Arsenic in Water
Arsenic is found to a small extent in nature in elemental form.
It occurs mostly in the form of arsenites of true metals or as pyrites. Other sources of arsenic are from mining debris and wastes and certain insecticides and herbicides.
Arsenic may have valences of +3, +4 and +5. In its elemental form, it is not poisonous.
Arsenic is cumulative in the tissues of many organisms and eventually exerts its effects even though the natural level is low. Arsenic is notorious for its toxicity to humans. Ingestion of as little as 130 mg of arsenic has proved fatal.
U.S. Public Health Service drinking water standards recommend an upper limit of 0.05 mg/L of arsenic.
Aquatic organisms seem to be able to tolerate levels up to 2 mg/L. with respect to lower forms of aquatic life, arsenic concentrations of 3 to 14 mg/L have not harmed may fly nymphs and 10 to 20 mg/L have been harmless toward dragon and damsel flies.

__CHECK YOUR UNDERSTANDING__
- 1) How would you render the sentence "Arsenic is notorious for its toxicity to humans." from the passage on arsenic in water into Spanish?
- 2) Reproduce the arsenic-in-water passage word for word from "It occurs mostly" to "insecticides and herbicides.".
- 3) Can you resume the text on arsenic in water from its final sentence and carry it further?

__RECORD SET__
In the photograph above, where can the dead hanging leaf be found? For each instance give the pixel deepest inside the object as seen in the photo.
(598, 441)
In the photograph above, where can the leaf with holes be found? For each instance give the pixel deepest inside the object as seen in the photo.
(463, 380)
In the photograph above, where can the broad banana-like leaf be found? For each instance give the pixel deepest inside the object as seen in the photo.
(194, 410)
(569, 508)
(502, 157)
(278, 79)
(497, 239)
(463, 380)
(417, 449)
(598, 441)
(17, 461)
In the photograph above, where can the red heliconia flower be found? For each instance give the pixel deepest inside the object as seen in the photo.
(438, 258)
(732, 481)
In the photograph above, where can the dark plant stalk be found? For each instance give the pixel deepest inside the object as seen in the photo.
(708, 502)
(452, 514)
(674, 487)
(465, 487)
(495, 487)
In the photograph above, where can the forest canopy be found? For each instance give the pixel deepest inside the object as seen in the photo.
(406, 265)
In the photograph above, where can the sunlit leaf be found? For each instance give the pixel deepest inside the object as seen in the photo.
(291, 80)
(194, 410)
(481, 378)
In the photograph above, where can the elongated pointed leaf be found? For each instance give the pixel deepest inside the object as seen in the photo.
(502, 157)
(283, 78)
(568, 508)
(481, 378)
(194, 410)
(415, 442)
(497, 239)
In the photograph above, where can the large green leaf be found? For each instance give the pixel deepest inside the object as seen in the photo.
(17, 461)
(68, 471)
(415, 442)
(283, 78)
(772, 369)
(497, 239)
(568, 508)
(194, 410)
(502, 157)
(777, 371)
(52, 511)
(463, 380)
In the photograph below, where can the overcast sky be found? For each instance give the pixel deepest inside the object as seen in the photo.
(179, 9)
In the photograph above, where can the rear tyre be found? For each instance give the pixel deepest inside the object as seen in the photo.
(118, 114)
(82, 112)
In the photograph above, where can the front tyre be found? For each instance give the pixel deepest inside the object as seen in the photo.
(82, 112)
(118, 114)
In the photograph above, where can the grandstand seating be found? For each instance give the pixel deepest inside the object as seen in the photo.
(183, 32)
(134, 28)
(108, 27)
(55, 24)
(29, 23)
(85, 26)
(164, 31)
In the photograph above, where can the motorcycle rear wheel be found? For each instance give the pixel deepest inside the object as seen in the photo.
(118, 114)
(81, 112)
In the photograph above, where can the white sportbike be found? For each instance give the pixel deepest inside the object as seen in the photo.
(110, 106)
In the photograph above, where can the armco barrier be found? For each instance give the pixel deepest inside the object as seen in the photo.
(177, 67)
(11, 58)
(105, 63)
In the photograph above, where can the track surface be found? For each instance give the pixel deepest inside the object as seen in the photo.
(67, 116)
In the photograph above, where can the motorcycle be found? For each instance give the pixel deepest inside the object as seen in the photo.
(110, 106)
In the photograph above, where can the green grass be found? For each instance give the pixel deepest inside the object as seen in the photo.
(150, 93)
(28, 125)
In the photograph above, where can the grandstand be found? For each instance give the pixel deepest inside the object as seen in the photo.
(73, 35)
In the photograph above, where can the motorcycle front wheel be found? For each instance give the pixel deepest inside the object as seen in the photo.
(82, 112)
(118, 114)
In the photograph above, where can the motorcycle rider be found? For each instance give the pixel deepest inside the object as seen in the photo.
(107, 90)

__RESPONSES FOR EACH TASK__
- 1) El arsénico es tristemente célebre por su toxicidad para los seres humanos.

- 2)
It occurs mostly in the form of arsenites of true metals or as pyrites. Other sources of arsenic are from mining debris and wastes and certain insecticides and herbicides.

- 3)
Concentrations of 2 to 4 mg/L of arsenic are reported not to interfere with self purification of streams. Bacteria grow even in the presence of 10,000 mg/L of potassium arsenate and algae are not killed at 1,000 mg/L of arsenate.
Some aquatic organisms may concentrate arsenic although it does not appear to concentrate throughout the food chain. Concentrations of 1 mg/L of arsenic have been present in drinking water that was used for short periods of time producing no ill effects, but long term use of water containing 0.21 mg/L of arsenic has been reported to have poison effects.
With respect to lower forms of aquatic life, arsenic concentrations of 3 to 14 mg/L have not harmed may fly nymphs, and 10 to 20 mg/L have been harmless towards dragon and damsel flies.